* [SHORT TASK]: Reproduce word for word every line of the material below, starting at the line that contains "1. Examine the image provided above and locate the dark" and continuing through the end, leaving out any pictures.

* [DATASET EXTRACT]:
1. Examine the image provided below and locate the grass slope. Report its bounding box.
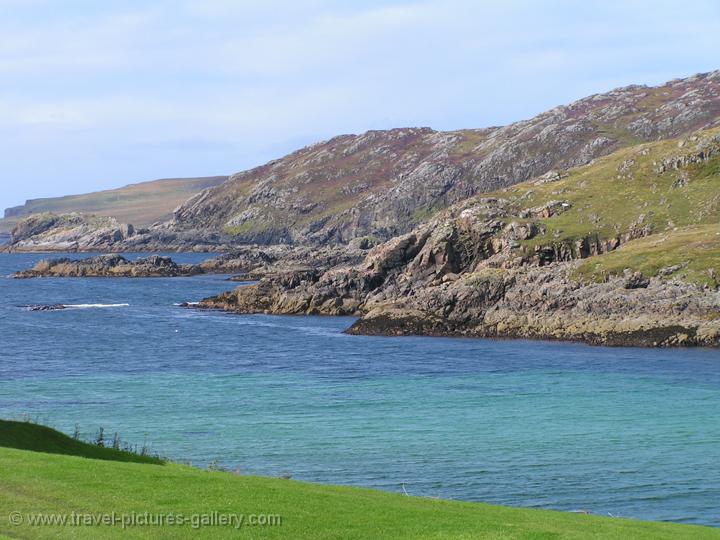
[0,423,720,540]
[496,129,720,286]
[0,420,162,464]
[0,176,227,232]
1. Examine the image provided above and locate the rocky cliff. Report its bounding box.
[171,71,720,244]
[12,71,720,251]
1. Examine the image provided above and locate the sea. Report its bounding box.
[0,254,720,526]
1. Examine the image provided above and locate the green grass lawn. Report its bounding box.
[0,422,720,540]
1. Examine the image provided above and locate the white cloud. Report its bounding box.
[0,0,720,209]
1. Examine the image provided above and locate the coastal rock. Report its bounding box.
[13,255,202,279]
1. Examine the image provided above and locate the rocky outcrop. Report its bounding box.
[193,135,720,346]
[11,71,720,252]
[13,255,202,279]
[9,213,141,251]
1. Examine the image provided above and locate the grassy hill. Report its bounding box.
[484,129,720,287]
[0,176,227,232]
[0,422,720,540]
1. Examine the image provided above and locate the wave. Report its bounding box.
[63,304,130,309]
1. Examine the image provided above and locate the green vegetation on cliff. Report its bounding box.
[0,176,227,232]
[0,422,720,540]
[497,129,720,286]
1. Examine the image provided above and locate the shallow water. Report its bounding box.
[0,254,720,526]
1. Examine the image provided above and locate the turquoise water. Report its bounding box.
[0,255,720,526]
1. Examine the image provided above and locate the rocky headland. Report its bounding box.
[12,254,202,279]
[7,71,720,346]
[8,71,720,252]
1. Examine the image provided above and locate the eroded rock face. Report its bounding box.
[171,72,720,244]
[13,255,202,278]
[11,72,720,252]
[201,192,720,346]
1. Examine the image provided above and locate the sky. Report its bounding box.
[0,0,720,209]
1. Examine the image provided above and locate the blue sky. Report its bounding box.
[0,0,720,208]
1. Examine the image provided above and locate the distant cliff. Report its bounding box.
[5,71,720,251]
[170,71,720,244]
[0,176,227,233]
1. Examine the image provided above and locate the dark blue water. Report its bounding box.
[0,255,720,526]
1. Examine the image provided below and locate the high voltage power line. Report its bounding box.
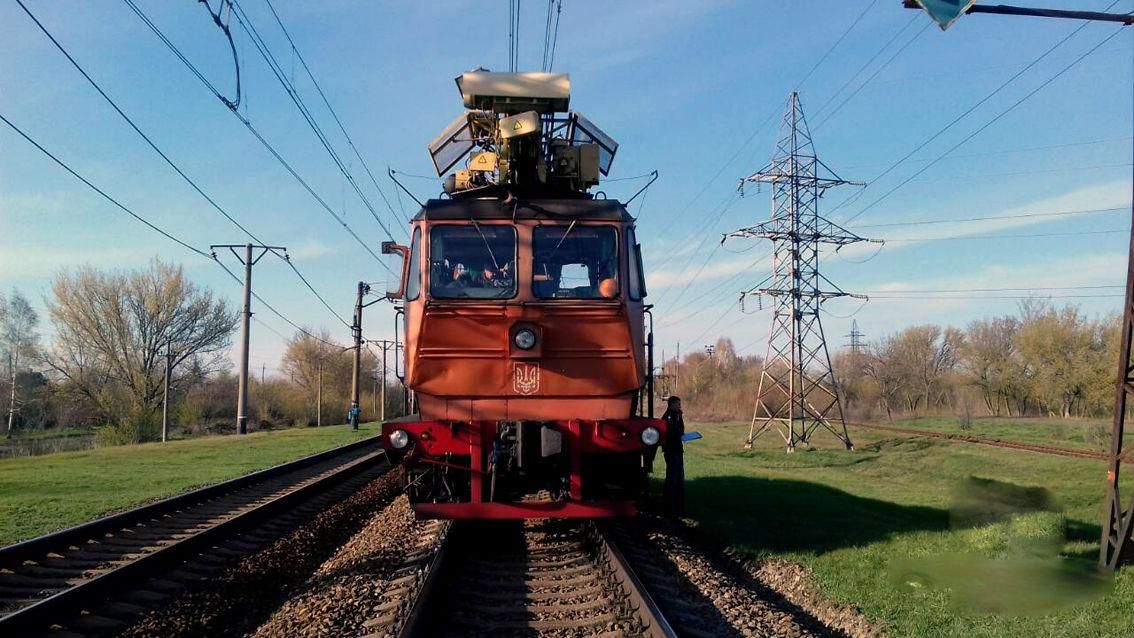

* [SOLUTION]:
1. Examine the image provided above and locate the dark blue water. Report its bounding box.
[0,255,720,526]
1. Examine the image provided below and locate the high voltage power line. Report its bounding box.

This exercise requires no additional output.